Photo-based point labeling data
--- BEGIN ---

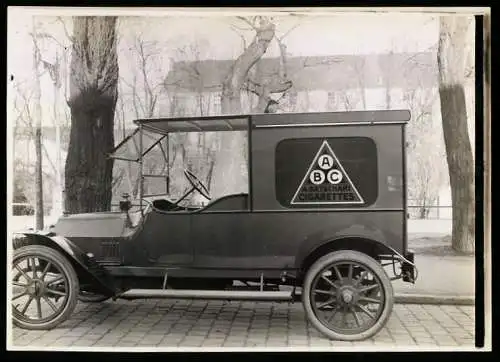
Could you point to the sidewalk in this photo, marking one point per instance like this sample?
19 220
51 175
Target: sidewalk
443 275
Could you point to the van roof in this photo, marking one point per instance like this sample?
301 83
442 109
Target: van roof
271 120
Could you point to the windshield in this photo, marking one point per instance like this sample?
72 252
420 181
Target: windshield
129 148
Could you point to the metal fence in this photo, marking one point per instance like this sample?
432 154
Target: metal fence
430 212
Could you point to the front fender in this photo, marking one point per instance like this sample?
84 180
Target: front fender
85 266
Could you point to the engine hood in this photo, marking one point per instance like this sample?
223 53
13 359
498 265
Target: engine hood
92 225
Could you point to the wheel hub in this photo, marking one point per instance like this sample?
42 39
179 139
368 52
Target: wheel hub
347 295
36 288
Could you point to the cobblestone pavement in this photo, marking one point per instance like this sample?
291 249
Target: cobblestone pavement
178 323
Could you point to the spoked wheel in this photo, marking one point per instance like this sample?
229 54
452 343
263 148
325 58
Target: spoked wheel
347 296
44 287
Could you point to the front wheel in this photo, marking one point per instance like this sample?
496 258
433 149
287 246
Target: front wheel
44 287
347 296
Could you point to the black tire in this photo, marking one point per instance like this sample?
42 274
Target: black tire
89 297
36 288
346 294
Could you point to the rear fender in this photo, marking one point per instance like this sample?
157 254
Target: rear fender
87 268
370 241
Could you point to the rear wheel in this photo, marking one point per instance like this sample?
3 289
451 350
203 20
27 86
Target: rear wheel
44 287
347 296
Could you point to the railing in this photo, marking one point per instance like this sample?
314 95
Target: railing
432 212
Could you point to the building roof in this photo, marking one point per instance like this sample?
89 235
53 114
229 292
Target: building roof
403 70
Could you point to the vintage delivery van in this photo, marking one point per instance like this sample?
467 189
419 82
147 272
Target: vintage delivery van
323 222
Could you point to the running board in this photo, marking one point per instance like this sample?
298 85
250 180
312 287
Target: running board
206 294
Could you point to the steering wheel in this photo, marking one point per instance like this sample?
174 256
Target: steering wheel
197 184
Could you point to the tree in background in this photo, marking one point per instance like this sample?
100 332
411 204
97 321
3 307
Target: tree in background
451 64
93 94
230 173
38 132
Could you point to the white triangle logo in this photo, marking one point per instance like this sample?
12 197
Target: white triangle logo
326 182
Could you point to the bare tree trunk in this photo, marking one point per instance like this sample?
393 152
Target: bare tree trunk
93 94
38 135
451 61
230 171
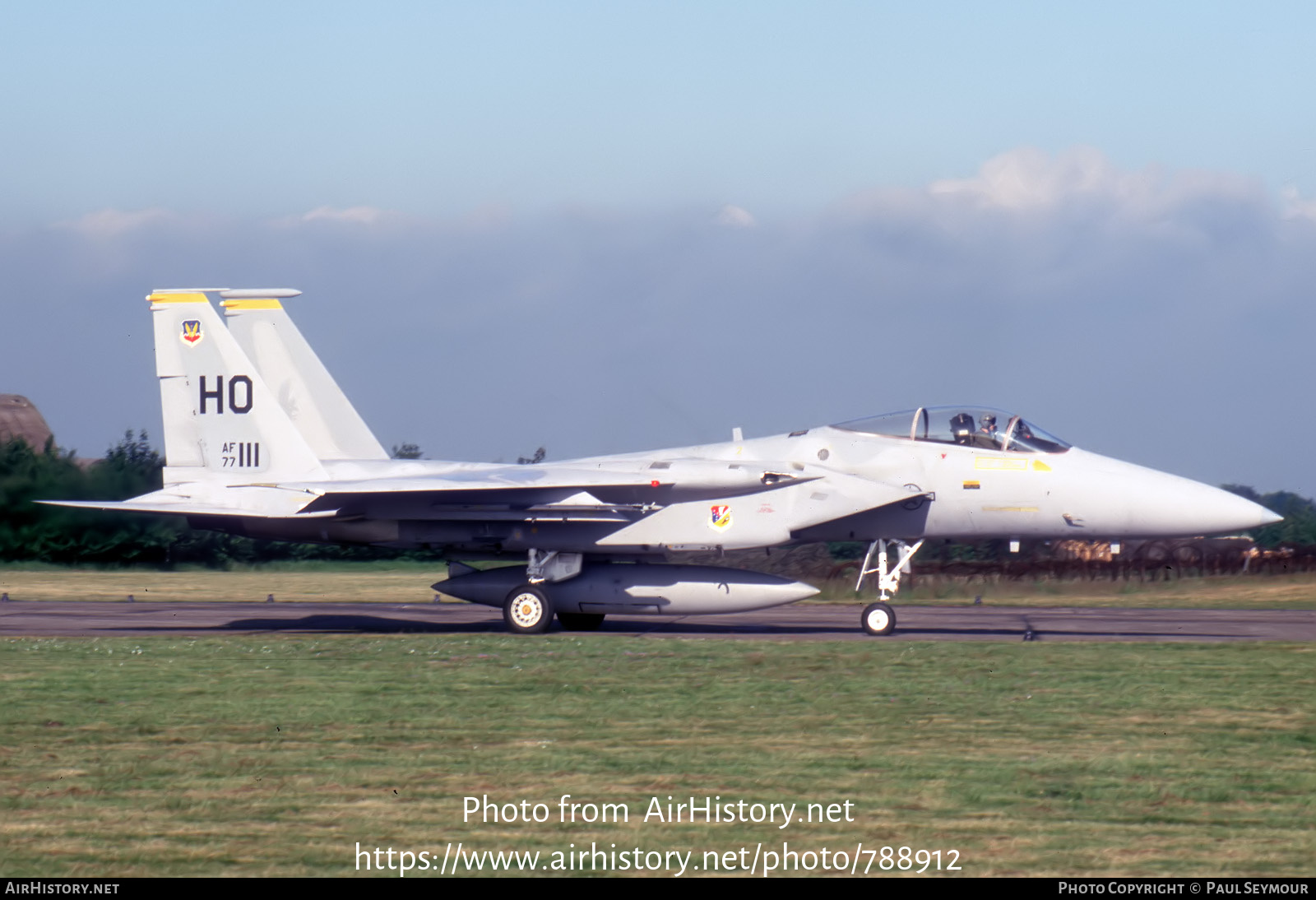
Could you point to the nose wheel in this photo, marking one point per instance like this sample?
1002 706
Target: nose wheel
878 619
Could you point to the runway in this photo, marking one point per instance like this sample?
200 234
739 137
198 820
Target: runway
811 621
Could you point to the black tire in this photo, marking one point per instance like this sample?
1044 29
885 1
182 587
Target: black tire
581 621
528 610
878 619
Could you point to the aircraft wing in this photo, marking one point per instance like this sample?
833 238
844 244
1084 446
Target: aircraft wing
526 485
179 508
760 520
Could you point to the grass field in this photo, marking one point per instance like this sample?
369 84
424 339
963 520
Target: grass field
410 583
258 755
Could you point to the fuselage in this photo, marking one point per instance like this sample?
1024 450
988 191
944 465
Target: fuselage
767 491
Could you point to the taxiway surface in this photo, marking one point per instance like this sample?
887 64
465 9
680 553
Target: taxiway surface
839 621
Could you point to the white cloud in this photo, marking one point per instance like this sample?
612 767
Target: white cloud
1295 206
116 223
732 216
1028 179
353 215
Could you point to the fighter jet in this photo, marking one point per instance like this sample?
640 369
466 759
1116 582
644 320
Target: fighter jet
261 441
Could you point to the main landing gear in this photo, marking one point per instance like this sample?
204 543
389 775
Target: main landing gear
879 617
528 608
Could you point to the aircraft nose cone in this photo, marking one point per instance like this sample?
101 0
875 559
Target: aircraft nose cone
1177 505
1223 511
1138 502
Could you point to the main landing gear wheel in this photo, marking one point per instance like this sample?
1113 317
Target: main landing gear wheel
581 621
878 619
528 610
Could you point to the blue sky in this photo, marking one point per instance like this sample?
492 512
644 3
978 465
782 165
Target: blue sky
433 108
615 225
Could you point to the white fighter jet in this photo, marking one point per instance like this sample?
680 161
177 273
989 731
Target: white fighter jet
261 441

--- END ---

> AIM OF THE TASK
The records above must be printed exactly; the pictures stay out.

> TASK RESULT
Could you point to the sidewalk in this photo, marking one point per instance like this sample?
19 220
51 175
Target: sidewalk
443 275
Could you point to the van roof in this photo, marking one point per instance like this sample?
301 83
442 109
Target: van roof
271 120
Could you point to the windshield in this photo, marking one point per instance like this sample?
72 252
420 181
Target: windshield
129 148
Could you point to the metal fence in this photo, marking one point per instance like this sample?
432 154
Target: metal fence
430 212
Could you point to the front fender in this photo, marking one point per instance like this sample?
84 180
Target: front fender
85 266
Could you point to the engine hood in this photo, marking one point per instance like this sample?
223 53
13 359
498 265
Target: engine hood
92 225
Could you point to the wheel hub in this photo, marking one point per instance like this sample?
42 39
179 139
368 52
Target: wheel hub
347 295
36 288
Could you point to the cobblestone pavement in this photo, marking one point per instance like this sample?
291 249
Target: cobblestone pavement
178 323
Could you point to the spoked wheel in this photo, marking one point per instance like this sample?
229 54
452 343
263 148
325 58
Target: spoked wheel
347 296
44 287
Could you point to the front wheel in this photo, marking one point per instance like this sample?
496 258
433 149
287 246
Target: front wheel
44 287
347 296
Could you point to the black tire in this photo, marking one point per instance like this sample?
42 274
Target: black tire
89 297
36 288
346 294
Could you point to the rear fender in this photo, marking one point per instance like this sample?
157 254
Target: rear fender
87 268
370 241
Could you point to the rear wheel in this photo, marking one point per instance like this sample?
3 289
451 350
203 20
27 86
Target: rear wheel
44 287
347 296
Could you point to the railing in this photo, marking one point per instance like this sample?
314 95
Target: railing
432 212
Could you point to the building roof in this photo, marking one point per instance like this sample?
89 235
53 114
229 292
Target: building roof
403 70
Could you point to the vintage delivery van in this photo, marking one point per instance like this sample?
467 189
419 82
147 272
Target: vintage delivery van
323 222
Could you point to the running board in this photo, marking one point per instance like this sample?
298 85
250 180
312 287
Target: running board
206 294
Could you point to the steering wheel in this photo, marking one point per instance like this sample?
174 256
Target: steering wheel
197 184
Could you point to the tree in background in this photo, marking one point per instance like this sample?
100 332
411 204
97 321
3 307
Target: tree in background
451 64
93 94
230 173
38 132
Could you point to the white triangle logo in this photo, marking one point per instance like this sample?
12 197
Target: white triangle logo
326 182
Could you point to the bare tree trunk in this photo, marking one point per instance like this sample?
393 152
Target: bare tree trunk
93 94
38 135
451 61
230 171
Could you point to the nose wheel in this photo, marking one point per instance like this sample?
1002 706
Target: nose wheel
878 619
Could you point to the runway in this photo, marking one point per instance like this sample?
200 234
739 137
198 820
Target: runway
811 621
Could you point to the black tire in this photo, marking one point per instance like this sample?
1044 29
885 1
182 587
Target: black tire
581 621
528 610
878 619
Could you point to the aircraft wing in this photo, marking one point per instance like this sample?
833 238
844 244
1084 446
Target: aircraft wing
526 485
179 508
760 520
Could you point to the grass field in this photo, marking one point per instance like this sample?
369 84
424 339
963 520
Target: grass field
410 583
258 755
Could you point to the fuselage in this photo, marking one point per instance like this sample?
1024 450
988 191
944 465
Target: fuselage
767 491
Could you point to the taxiway surface in this photo, marking one point per instance like this sample?
887 64
465 9
680 553
Target: taxiway surface
839 621
Could you point to the white cloud in this photo, marking one point per instance like this sample?
612 767
Target: white cloud
1295 206
116 223
732 216
1028 179
353 215
Could you point to the fighter jet in this photo, marking one point per instance like this sample?
640 369
466 759
1116 582
644 320
Target: fighter jet
261 441
Could you point to the main landing gear in this photo, marking one point per instance like this sample?
204 543
389 775
Target: main landing gear
879 617
528 608
Could you point to the aircraft nose cone in this photo, marking one point per instance like this sample?
101 0
875 559
Target: aircraft nose cone
1177 505
1223 511
1138 502
Could you point to the main landing gear wheel in this photo, marking one point per instance like this sample?
1113 317
Target: main landing gear wheel
581 621
878 619
528 610
Could you point to the blue sky in this photo, marking one point per instance like this sample?
492 512
644 3
978 465
782 165
Target: blue sky
433 108
615 225
Could you point to the white fighter jet in this photo, marking one point per instance like this sample?
680 161
177 273
989 731
Target: white fighter jet
261 441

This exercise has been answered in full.